AUSGEWÄHLTER TEXTAUSZUG ->
Es war ein mal im Ruhrgebiet – in Bochum, zu einer Zeit als es noch ordentlich qualmt, stinkt und scheppert. Es gibt noch Kneipen und man verreckt an „Staublunge“. Die Zechen und Hochöfen laufen auf Hochtouren.
Riesige Abraum- und Schlackehalden prägen die Landschaft – und auf einer davon in Bochum steht ein Stahlwerk. Doch wie dessen ganze Schlacke loswerden?
Funfact: Einige dieser Halden sind sogenannte brennende Halden. Das heißt, dass Kohle in ihrem Inneren irgendwie in Brand geraten ist und teilweise für Jahrzehnte brennt. Allein hier im Ruhrgebiet gibt es sieben Stück davon.
Centralia, das aus Silent Hill bekannte Dorf, wurde übrigens auch wegen einem solchen Kohlebrand verlassen.

SCHRIFTLICHE AUFGABE 1 -> Schreibe den Text über die Halden im Ruhrgebiet vollständig und wortgetreu ab.
SCHRIFTLICHE AUFGABE 2 -> Addiere -76 zu jeder Koordinate in den Datenzeilen von der Zeile mit „Place a dot on every instance of the brick wall, one“ bis zum Ende der Datenzeilen, beide Enden eingeschlossen. Gib genau diese Datenzeilen erneut aus, auch die ohne Koordinaten.
Der Text über die Halden im Ruhrgebiet und die Datenzeilen haben nichts miteinander zu tun.

DATENAUFLISTUNG ->
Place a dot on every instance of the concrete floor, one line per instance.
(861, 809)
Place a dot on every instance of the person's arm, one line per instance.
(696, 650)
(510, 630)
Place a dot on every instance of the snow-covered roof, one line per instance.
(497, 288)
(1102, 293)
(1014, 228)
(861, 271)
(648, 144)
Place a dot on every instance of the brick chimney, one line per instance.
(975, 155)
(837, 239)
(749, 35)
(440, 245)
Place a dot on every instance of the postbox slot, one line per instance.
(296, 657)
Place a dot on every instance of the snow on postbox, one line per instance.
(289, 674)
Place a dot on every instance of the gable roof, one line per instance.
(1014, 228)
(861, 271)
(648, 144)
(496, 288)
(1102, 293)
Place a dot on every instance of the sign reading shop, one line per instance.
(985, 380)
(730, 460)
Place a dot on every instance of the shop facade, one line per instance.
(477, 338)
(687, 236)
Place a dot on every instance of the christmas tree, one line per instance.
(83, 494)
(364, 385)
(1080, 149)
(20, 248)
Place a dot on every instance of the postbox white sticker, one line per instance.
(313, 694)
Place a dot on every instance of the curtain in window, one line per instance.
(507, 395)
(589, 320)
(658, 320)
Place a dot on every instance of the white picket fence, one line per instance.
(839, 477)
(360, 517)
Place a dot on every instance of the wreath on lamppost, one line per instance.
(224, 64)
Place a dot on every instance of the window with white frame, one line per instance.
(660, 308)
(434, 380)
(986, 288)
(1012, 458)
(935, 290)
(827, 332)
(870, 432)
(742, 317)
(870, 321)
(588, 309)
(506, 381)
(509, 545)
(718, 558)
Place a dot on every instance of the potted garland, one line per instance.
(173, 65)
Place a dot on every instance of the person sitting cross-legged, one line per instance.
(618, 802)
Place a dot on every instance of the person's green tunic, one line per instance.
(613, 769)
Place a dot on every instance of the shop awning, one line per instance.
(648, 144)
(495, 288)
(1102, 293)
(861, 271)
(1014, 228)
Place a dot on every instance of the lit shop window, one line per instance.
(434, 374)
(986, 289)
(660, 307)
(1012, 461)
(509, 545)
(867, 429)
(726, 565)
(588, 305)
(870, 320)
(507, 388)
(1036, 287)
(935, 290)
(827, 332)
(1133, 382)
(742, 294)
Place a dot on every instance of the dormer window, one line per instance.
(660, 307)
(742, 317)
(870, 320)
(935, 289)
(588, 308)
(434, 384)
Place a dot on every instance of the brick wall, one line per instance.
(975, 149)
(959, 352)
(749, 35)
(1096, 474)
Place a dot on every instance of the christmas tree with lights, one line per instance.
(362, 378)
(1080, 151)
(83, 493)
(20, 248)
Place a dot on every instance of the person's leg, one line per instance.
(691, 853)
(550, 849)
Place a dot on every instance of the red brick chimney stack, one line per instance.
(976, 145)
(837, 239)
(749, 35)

AUSGEARBEITETE LÖSUNG 1 ->
Es war ein mal im Ruhrgebiet – in Bochum, zu einer Zeit als es noch ordentlich qualmt, stinkt und scheppert. Es gibt noch Kneipen und man verreckt an „Staublunge“. Die Zechen und Hochöfen laufen auf Hochtouren.
Riesige Abraum- und Schlackehalden prägen die Landschaft – und auf einer davon in Bochum steht ein Stahlwerk. Doch wie dessen ganze Schlacke loswerden?
Funfact: Einige dieser Halden sind sogenannte brennende Halden. Das heißt, dass Kohle in ihrem Inneren irgendwie in Brand geraten ist und teilweise für Jahrzehnte brennt. Allein hier im Ruhrgebiet gibt es sieben Stück davon.
Centralia, das aus Silent Hill bekannte Dorf, wurde übrigens auch wegen einem solchen Kohlebrand verlassen.

AUSGEARBEITETE LÖSUNG 2 ->
Place a dot on every instance of the brick wall, one line per instance.
(899, 73)
(883, 276)
(673, -41)
(1020, 398)
Place a dot on every instance of the christmas tree with lights, one line per instance.
(286, 302)
(1004, 75)
(7, 417)
(-56, 172)
Place a dot on every instance of the person's leg, one line per instance.
(615, 777)
(474, 773)
Place a dot on every instance of the red brick chimney stack, one line per instance.
(900, 69)
(761, 163)
(673, -41)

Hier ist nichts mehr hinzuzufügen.